原文節選:
央視國際 2004年09月02日 18:38


  婚姻救助站的尷尬

  編導:曹 琳 主持人:黃 剛

  播出日期:2004年8月24日

  導語:

  近日,在吉林省長春市出現了全國首家婚姻救助站,這家救助站出現之後,在社會上引起了不少爭議。一些人就認為,離婚是很私人的問題,沒有必要把自己的隱私告訴別人。而且在現在,在政府遇到個人隱私問題都不再干預的時候,出現了這家婚姻救助站,並且它還是收費的。在它成立一個月的時間裏,受理救助了二十多起,成功挽救婚姻的只有三、四起。那麼,這家婚姻救助站到底是不是有意義呢?下面我們就要專訪“百合婚姻救助站”的經理劉清瑞。

  訪談:嘉賓:百合婚姻救助站經理 劉清瑞

  主持人:當我聽到“婚姻救助站”這件事情之後,恕我直言,應該説離婚這樣一個問題,按照現在人們的觀念來看,是一個很私人的問題,很多人都在儘量地去回避它,那麼在這樣一個時候,你們還要介入,我覺得有點不可思議?

練習題目 1: 判斷以下三項說法是否符合這篇婚姻救助站報道,逐項回答「是」或「否」,並原文引出作為依據的字句:(a) 這家婚姻救助站不收取任何費用;(b) 救助站成立一個月內受理救助了二十多起;(c) 這期節目於2004年8月24日播出。
練習題目 2: 請更新這篇婚姻救助站報道從「播出日期:2004年8月24日」到「要介入,我覺得有點不可思議?」的一段,將其中的「經理」改成「負責人」後完整寫出。
練習題目 3: 根據這篇婚姻救助站報道,全國首家婚姻救助站出現在哪裏?
作答時用不到這些資料。

指向與標註條目:
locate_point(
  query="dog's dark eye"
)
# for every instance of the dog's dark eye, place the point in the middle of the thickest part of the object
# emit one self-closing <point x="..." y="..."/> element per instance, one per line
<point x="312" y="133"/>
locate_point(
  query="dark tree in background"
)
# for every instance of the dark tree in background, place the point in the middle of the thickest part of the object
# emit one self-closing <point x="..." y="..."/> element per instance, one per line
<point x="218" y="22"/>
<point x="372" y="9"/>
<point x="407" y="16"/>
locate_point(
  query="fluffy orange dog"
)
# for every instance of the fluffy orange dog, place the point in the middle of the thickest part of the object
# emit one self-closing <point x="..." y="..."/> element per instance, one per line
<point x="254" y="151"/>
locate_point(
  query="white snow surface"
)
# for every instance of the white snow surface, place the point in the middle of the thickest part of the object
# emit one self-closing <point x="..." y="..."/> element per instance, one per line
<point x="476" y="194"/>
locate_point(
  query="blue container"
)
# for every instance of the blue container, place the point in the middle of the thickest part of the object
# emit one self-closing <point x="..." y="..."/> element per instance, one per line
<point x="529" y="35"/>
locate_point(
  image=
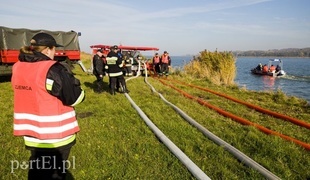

書面答案 1:
(a) 否:「並且它還是收費的」
(b) 是:「在它成立一個月的時間裏,受理救助了二十多起」
(c) 是:「播出日期:2004年8月24日」

書面答案 2:
播出日期:2004年8月24日

  導語:

  近日,在吉林省長春市出現了全國首家婚姻救助站,這家救助站出現之後,在社會上引起了不少爭議。一些人就認為,離婚是很私人的問題,沒有必要把自己的隱私告訴別人。而且在現在,在政府遇到個人隱私問題都不再干預的時候,出現了這家婚姻救助站,並且它還是收費的。在它成立一個月的時間裏,受理救助了二十多起,成功挽救婚姻的只有三、四起。那麼,這家婚姻救助站到底是不是有意義呢?下面我們就要專訪“百合婚姻救助站”的負責人劉清瑞。

  訪談:嘉賓:百合婚姻救助站負責人 劉清瑞

  主持人:當我聽到“婚姻救助站”這件事情之後,恕我直言,應該説離婚這樣一個問題,按照現在人們的觀念來看,是一個很私人的問題,很多人都在儘量地去回避它,那麼在這樣一個時候,你們還要介入,我覺得有點不可思議?

書面答案 3: 吉林省長春市。